Fascination pour Pompéi
Cela faisait dix ans que René Vidal s'était installé en Béarn, après avoir été professeur d'arts plastiques à Artix. « Je n'étais pas fait pour être enseignant », confie-t-il, l'oeil bleu pétillant sous des cheveux de neige. Le natif du Lot est diplômé en sculpture de l'Ecole nationale des beaux-arts de Bourges, et ne lâchera jamais ni la recherche ni la pratique. Il phosphore d'abord dans une petite pièce de son domicile, avant de pousser les murs dans un premier atelier qu'il construit, comme le second. Il mène de front son travail d'enseignant et son activité d'artiste. « Les nuits furent courtes » s'amuse-t-il.
Il travaille d'abord le bois, puis le papier, le cuir, se fait à Mourenx une réputation de mosaïste, crée les « pompes oiseaux » dont il surveille l'installation à Pau comme le lait sur le feu. Il « rencontre » Gaudi et son travail « beau et lumineux » à la faveur d'un voyage scolaire, nourrit son insatiable appétit de recherches en découvrant au côté de son épouse Marie-Paule la ville de Ravenne « la Mecque italienne de la mosaïque ! », et déploie dans une exposition en 2002, aux anciens abattoirs de Billère, sa fascination pour Pompéi...
Feuilles de chêne
L'art est toujours sur les talons de ce randonneur aguerri, initié aux Pyrénées par Hélène et Didier Sorbé, et qui faisait du Balaïtous, du pic d'Ossau ou de la Peña de Oroel des lignes de mire familiales, à atteindre avec son épouse, ainsi que des terrains de chasse artistiques, d'où il ramenait inspirations, cailloux, plumes de vautours... Autant d'éléments qu'il semait ensuite sur ses oeuvres prolifiques.
Il en a sélectionné pour la galerie d'art contemporain du MI[X] et en a créé une spécialement. L'exposition est un prolongement du travail artistique mené cette année par René Vidal dans le parc paysager de Mourenx, à travers son mémorial pour l'ancien maire André Cazetien. Une sculpture inspirée par deux feuilles de chêne recroquevillées, qui ont attiré sur le sol son regard lumineux.
Dans la galerie du MI[X], chaque oeuvre invite à plonger dans un jeu de pistes. L'une « appelle l'oeil depuis la porte », observe Camille Théréau. C'est un livre ouvert, dédié à son épouse disparue, qui mêle des détails de sa vie, des souvenirs communs : « une BD peinte », juge l'habitué des oeuvres à tiroirs, qui a pensé ce mémorial comme une prédelle, élément de retable dans les églises.
Découpages, collages, jeu avec les teintes de filtres à café réinterprètent les veines et boursouflures des oliviers. D.R.

> _LISTE DES TÂCHES_
1 – Reproduisez tel quel, dans le texte sur René Vidal, le passage qui va de « Dans la galerie » jusqu'à « des oliviers. D.R. ».
2 – Répondez aux questions suivantes d'après le texte sur René Vidal.
(a) De quelle école René Vidal est-il diplômé en sculpture ?
(b) Où a eu lieu son exposition de 2002 ?
(c) À qui est dédié le mémorial qu'il a réalisé dans le parc paysager de Mourenx ?
Les lignes qui viennent ensuite ne sont pas nécessaires.

> _Entrées du jeu de données_
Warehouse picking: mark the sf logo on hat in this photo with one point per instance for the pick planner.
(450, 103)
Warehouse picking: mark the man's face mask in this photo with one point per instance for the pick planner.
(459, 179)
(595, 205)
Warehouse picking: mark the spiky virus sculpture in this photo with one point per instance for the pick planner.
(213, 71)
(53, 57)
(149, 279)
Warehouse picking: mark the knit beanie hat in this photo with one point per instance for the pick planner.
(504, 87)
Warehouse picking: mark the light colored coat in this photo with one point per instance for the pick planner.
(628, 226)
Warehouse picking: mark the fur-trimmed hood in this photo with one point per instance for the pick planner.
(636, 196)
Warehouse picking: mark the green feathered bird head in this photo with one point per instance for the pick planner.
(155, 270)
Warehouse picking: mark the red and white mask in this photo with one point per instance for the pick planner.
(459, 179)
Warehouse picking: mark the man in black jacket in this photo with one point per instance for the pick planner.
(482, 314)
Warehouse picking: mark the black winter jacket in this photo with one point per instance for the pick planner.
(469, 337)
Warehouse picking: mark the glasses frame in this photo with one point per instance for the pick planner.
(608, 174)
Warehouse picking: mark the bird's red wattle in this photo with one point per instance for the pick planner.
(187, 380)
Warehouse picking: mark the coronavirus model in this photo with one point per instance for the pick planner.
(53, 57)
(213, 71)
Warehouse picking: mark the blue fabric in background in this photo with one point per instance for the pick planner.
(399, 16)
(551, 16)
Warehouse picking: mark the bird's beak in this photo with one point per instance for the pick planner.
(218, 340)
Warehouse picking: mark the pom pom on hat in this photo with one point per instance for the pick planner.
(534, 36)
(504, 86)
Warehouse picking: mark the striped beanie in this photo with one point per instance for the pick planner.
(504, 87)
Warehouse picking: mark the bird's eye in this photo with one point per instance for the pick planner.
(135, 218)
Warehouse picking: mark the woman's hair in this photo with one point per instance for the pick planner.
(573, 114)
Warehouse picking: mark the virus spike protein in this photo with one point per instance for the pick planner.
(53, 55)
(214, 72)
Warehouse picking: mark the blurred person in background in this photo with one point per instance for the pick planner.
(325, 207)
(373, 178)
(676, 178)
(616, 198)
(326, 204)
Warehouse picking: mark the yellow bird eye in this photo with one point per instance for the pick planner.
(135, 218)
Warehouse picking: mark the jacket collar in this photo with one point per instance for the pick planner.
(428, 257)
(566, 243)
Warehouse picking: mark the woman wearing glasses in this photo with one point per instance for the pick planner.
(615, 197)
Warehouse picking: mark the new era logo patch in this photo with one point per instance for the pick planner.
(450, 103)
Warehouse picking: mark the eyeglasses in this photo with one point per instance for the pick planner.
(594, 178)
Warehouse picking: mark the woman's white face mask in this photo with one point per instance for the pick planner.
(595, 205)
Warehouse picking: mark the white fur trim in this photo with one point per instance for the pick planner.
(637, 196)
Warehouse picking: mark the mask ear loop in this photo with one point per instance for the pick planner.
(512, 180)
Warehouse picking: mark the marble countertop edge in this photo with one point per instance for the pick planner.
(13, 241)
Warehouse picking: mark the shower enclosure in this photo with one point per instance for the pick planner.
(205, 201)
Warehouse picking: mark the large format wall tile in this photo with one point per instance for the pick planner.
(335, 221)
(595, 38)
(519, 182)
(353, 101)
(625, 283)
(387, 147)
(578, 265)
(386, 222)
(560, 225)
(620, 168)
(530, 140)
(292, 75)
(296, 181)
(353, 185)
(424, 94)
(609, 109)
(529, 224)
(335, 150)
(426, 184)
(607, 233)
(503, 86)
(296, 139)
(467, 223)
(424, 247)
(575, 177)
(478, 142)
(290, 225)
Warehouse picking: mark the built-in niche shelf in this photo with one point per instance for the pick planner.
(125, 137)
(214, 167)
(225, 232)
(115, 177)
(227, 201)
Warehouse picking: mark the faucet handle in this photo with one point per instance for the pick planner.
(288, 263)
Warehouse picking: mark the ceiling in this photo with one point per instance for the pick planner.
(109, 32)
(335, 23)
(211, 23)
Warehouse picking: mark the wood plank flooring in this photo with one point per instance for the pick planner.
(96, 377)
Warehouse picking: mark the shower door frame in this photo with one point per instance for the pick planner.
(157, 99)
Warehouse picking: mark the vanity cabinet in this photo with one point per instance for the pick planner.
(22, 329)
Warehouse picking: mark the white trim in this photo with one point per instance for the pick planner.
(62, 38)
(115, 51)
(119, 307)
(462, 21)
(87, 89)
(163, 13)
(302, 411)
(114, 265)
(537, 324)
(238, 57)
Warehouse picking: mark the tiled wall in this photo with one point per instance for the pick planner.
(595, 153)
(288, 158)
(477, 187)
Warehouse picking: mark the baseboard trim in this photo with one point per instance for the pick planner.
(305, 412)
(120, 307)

> _RÉPONSES NUMÉROTÉES_
1 –
Dans la galerie du MI[X], chaque oeuvre invite à plonger dans un jeu de pistes. L'une « appelle l'oeil depuis la porte », observe Camille Théréau. C'est un livre ouvert, dédié à son épouse disparue, qui mêle des détails de sa vie, des souvenirs communs : « une BD peinte », juge l'habitué des oeuvres à tiroirs, qui a pensé ce mémorial comme une prédelle, élément de retable dans les églises.
Découpages, collages, jeu avec les teintes de filtres à café réinterprètent les veines et boursouflures des oliviers. D.R.

2 –
(a) De l'École nationale des beaux-arts de Bourges.
(b) Aux anciens abattoirs de Billère.
(c) À l'ancien maire André Cazetien.